* **EXERCISE DESCRIPTION**: Could you copy every record below exactly as it stands?

* **DATA FOR ANALYSIS**:
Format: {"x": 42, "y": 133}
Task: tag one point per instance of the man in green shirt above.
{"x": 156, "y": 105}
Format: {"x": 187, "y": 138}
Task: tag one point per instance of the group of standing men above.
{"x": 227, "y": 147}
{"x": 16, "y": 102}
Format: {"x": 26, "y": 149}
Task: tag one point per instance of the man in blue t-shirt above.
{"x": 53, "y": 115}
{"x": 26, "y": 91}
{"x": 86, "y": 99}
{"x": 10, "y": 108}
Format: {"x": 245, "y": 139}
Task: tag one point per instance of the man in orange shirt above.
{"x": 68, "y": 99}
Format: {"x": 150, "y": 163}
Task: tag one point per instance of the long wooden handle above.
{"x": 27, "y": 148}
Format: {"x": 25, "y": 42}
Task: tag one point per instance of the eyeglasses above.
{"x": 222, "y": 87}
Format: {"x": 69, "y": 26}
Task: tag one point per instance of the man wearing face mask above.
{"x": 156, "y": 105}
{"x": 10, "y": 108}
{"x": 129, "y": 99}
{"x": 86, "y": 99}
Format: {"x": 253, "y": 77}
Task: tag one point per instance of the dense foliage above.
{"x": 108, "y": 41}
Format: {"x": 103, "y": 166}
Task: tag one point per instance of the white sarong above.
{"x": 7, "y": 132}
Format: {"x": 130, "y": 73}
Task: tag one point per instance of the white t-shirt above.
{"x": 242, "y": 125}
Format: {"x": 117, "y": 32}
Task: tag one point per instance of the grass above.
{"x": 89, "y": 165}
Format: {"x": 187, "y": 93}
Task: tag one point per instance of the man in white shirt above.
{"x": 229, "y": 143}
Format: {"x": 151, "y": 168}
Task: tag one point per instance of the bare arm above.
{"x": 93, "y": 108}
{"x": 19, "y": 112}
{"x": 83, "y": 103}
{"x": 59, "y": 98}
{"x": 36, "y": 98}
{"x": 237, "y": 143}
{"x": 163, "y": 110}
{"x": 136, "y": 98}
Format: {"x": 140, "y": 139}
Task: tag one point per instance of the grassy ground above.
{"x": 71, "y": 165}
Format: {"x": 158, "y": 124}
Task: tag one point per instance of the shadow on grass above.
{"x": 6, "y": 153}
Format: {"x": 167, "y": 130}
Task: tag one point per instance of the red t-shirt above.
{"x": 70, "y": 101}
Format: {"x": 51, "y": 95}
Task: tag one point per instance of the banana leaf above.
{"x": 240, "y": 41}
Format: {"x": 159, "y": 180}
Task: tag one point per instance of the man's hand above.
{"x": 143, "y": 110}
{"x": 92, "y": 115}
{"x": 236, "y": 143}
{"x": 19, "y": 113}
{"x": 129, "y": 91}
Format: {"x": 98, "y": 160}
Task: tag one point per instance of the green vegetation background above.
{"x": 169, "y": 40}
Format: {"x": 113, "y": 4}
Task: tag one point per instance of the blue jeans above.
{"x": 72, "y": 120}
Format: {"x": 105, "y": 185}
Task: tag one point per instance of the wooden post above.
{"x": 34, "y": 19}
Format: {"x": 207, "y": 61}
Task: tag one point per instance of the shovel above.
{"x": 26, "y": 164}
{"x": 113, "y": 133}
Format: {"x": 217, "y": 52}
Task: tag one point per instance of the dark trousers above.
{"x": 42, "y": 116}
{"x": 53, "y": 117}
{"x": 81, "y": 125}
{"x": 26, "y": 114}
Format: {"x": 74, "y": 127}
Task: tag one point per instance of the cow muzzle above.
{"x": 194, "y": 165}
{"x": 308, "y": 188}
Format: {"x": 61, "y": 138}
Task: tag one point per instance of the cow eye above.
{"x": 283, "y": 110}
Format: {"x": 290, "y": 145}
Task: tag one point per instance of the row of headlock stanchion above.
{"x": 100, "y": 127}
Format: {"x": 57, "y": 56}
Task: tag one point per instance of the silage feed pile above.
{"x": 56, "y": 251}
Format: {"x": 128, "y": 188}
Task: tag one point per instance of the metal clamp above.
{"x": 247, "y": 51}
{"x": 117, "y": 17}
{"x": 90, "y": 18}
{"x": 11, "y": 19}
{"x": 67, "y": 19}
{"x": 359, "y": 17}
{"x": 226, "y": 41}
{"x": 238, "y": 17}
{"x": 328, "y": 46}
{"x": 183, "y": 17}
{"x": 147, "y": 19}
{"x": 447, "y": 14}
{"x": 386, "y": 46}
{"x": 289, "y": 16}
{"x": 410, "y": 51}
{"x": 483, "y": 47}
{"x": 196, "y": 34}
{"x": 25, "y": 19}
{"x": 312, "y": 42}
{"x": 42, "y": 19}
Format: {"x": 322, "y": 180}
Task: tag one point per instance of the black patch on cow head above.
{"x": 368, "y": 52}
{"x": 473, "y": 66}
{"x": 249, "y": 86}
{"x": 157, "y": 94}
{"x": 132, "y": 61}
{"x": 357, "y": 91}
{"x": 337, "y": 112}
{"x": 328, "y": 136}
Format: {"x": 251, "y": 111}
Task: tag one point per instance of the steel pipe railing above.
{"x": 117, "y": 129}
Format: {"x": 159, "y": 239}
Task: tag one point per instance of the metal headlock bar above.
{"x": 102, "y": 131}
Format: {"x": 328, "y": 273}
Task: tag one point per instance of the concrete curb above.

* **RESULT OF THE TASK**:
Format: {"x": 42, "y": 133}
Task: tag one point per instance of the man in green shirt above.
{"x": 156, "y": 105}
Format: {"x": 187, "y": 138}
Task: tag one point per instance of the group of standing men above.
{"x": 227, "y": 147}
{"x": 16, "y": 102}
Format: {"x": 26, "y": 149}
Task: tag one point per instance of the man in blue t-shirt above.
{"x": 53, "y": 115}
{"x": 26, "y": 91}
{"x": 86, "y": 99}
{"x": 10, "y": 108}
Format: {"x": 245, "y": 139}
Task: tag one point per instance of the man in orange shirt above.
{"x": 68, "y": 99}
Format: {"x": 150, "y": 163}
Task: tag one point per instance of the long wooden handle above.
{"x": 27, "y": 148}
Format: {"x": 25, "y": 42}
Task: tag one point per instance of the eyeglasses above.
{"x": 222, "y": 87}
Format: {"x": 69, "y": 26}
Task: tag one point per instance of the man wearing face mask above.
{"x": 156, "y": 105}
{"x": 10, "y": 108}
{"x": 129, "y": 99}
{"x": 86, "y": 99}
Format: {"x": 253, "y": 77}
Task: tag one point per instance of the dense foliage above.
{"x": 108, "y": 41}
Format: {"x": 103, "y": 166}
Task: tag one point per instance of the white sarong above.
{"x": 7, "y": 132}
Format: {"x": 130, "y": 73}
Task: tag one point per instance of the white t-shirt above.
{"x": 242, "y": 125}
Format: {"x": 117, "y": 32}
Task: tag one point per instance of the grass above.
{"x": 89, "y": 165}
Format: {"x": 187, "y": 93}
Task: tag one point per instance of the man in white shirt above.
{"x": 229, "y": 143}
Format: {"x": 151, "y": 168}
Task: tag one point per instance of the bare arm above.
{"x": 93, "y": 108}
{"x": 19, "y": 112}
{"x": 83, "y": 103}
{"x": 59, "y": 98}
{"x": 36, "y": 98}
{"x": 237, "y": 143}
{"x": 163, "y": 110}
{"x": 136, "y": 98}
Format: {"x": 140, "y": 139}
Task: tag one point per instance of the grassy ground above.
{"x": 71, "y": 165}
Format: {"x": 158, "y": 124}
Task: tag one point per instance of the shadow on grass above.
{"x": 6, "y": 153}
Format: {"x": 167, "y": 130}
Task: tag one point per instance of the red t-shirt above.
{"x": 70, "y": 101}
Format: {"x": 51, "y": 95}
Task: tag one point per instance of the banana leaf above.
{"x": 240, "y": 41}
Format: {"x": 159, "y": 180}
Task: tag one point per instance of the man's hand above.
{"x": 143, "y": 110}
{"x": 92, "y": 115}
{"x": 236, "y": 143}
{"x": 19, "y": 113}
{"x": 129, "y": 91}
Format: {"x": 98, "y": 160}
Task: tag one point per instance of the green vegetation background above.
{"x": 169, "y": 40}
Format: {"x": 113, "y": 4}
Task: tag one point per instance of the blue jeans above.
{"x": 72, "y": 120}
Format: {"x": 105, "y": 185}
Task: tag one point per instance of the wooden post above.
{"x": 34, "y": 19}
Format: {"x": 207, "y": 61}
Task: tag one point per instance of the shovel above.
{"x": 26, "y": 164}
{"x": 113, "y": 133}
Format: {"x": 217, "y": 52}
Task: tag one point per instance of the dark trousers above.
{"x": 42, "y": 116}
{"x": 53, "y": 117}
{"x": 81, "y": 125}
{"x": 26, "y": 114}
Format: {"x": 74, "y": 127}
Task: tag one point per instance of the cow muzzle above.
{"x": 194, "y": 165}
{"x": 308, "y": 188}
Format: {"x": 61, "y": 138}
Task: tag one point per instance of the cow eye above.
{"x": 283, "y": 110}
Format: {"x": 290, "y": 145}
Task: tag one point per instance of the row of headlock stanchion above.
{"x": 100, "y": 127}
Format: {"x": 57, "y": 56}
Task: tag one point per instance of the silage feed pile above.
{"x": 56, "y": 251}
Format: {"x": 128, "y": 188}
Task: tag one point per instance of the metal clamp above.
{"x": 247, "y": 51}
{"x": 117, "y": 17}
{"x": 90, "y": 18}
{"x": 11, "y": 19}
{"x": 67, "y": 19}
{"x": 359, "y": 17}
{"x": 226, "y": 41}
{"x": 238, "y": 17}
{"x": 328, "y": 46}
{"x": 183, "y": 17}
{"x": 147, "y": 19}
{"x": 447, "y": 14}
{"x": 386, "y": 46}
{"x": 289, "y": 16}
{"x": 410, "y": 51}
{"x": 483, "y": 47}
{"x": 196, "y": 34}
{"x": 25, "y": 19}
{"x": 312, "y": 42}
{"x": 42, "y": 19}
Format: {"x": 322, "y": 180}
Task: tag one point per instance of the black patch on cow head above.
{"x": 368, "y": 52}
{"x": 473, "y": 66}
{"x": 249, "y": 86}
{"x": 157, "y": 94}
{"x": 132, "y": 61}
{"x": 357, "y": 91}
{"x": 337, "y": 112}
{"x": 328, "y": 136}
Format: {"x": 251, "y": 111}
Task: tag one point per instance of the steel pipe railing above.
{"x": 117, "y": 129}
Format: {"x": 159, "y": 239}
Task: tag one point per instance of the metal headlock bar above.
{"x": 102, "y": 131}
Format: {"x": 328, "y": 273}
Task: tag one point per instance of the concrete curb above.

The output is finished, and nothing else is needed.